Task material
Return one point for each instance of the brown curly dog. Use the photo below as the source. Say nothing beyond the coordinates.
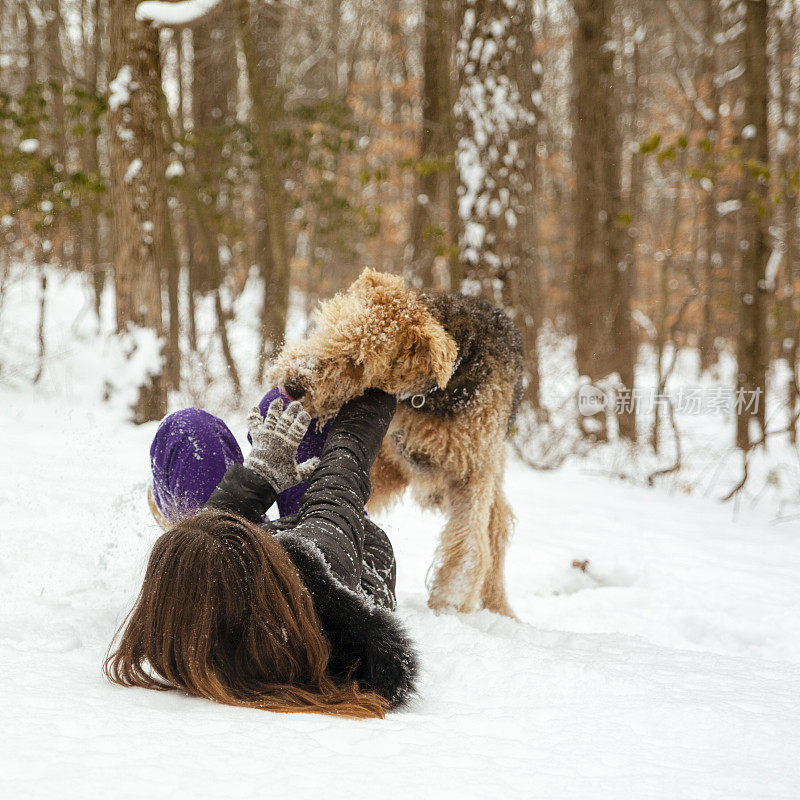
(455, 364)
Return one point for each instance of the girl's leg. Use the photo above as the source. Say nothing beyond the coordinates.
(190, 453)
(379, 573)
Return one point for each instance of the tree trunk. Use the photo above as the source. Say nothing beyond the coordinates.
(751, 289)
(431, 233)
(601, 283)
(138, 161)
(264, 110)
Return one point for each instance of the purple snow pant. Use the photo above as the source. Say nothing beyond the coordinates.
(192, 450)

Given exercise
Copy out all of the material above word for word, leaving out the picture.

Output for this task
Return one point for each instance of the brown curly dog. Use the photo below as the source. Say nothing beyond the coordinates.
(455, 364)
Return one point for each instance of the girl's leg. Use the photo above as the source. Say nothing beyond the coordinates.
(190, 453)
(379, 573)
Return one point for each instance of the tree trunk. Use the photo above as the source. Say nothing beyond the coordinates.
(751, 289)
(431, 233)
(601, 283)
(138, 161)
(264, 110)
Return one point for each instance of the purple snow pant. Use the photo above as the source. Say nothing beyond the coordinates.
(192, 450)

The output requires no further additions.